[Opening The data section]

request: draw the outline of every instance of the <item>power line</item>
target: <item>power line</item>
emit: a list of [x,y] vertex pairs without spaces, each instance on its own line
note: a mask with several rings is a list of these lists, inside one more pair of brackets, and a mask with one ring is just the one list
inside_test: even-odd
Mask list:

[Closing The data section]

Task description. Each line from the one that contains "note: a mask" to the end of the data should be set down exactly, both ends included.

Exercise result.
note: a mask with several rings is a list of these lists, inside one more pair of brackets, and a mask with one ring is just the one list
inside_test: even-odd
Mask list:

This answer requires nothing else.